- **DATASET CONTENT**
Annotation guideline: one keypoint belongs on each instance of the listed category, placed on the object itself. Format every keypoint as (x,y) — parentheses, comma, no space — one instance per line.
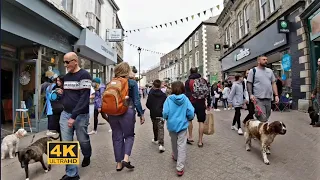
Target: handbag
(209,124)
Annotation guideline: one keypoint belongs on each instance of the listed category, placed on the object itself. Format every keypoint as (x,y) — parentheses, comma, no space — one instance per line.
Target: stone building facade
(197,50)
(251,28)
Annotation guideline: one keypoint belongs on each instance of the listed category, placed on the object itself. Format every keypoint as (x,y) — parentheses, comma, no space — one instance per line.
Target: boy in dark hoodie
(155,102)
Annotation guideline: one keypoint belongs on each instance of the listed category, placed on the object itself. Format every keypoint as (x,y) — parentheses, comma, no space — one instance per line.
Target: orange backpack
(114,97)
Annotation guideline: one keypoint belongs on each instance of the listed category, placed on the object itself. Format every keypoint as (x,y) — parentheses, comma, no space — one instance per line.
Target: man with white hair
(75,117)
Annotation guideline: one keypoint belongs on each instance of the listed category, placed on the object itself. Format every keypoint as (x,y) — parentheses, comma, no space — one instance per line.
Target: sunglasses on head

* * *

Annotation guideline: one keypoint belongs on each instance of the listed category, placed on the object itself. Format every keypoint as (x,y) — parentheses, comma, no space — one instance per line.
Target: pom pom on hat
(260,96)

- **BRIEF**
One stretch of the lines above is wanted, from the line that contains "Target: man with white hair" through the line that contains "Target: sunglasses on head". Output it exactly.

- **EXPECTED OUTPUT**
Target: man with white hair
(75,117)
Annotation guideline: one keypoint belongs on each instance of the listed category, placed on the object itself. Format every keypoint as (x,y) — parentheses, comma, no space — one instance per line.
Target: sunglasses on head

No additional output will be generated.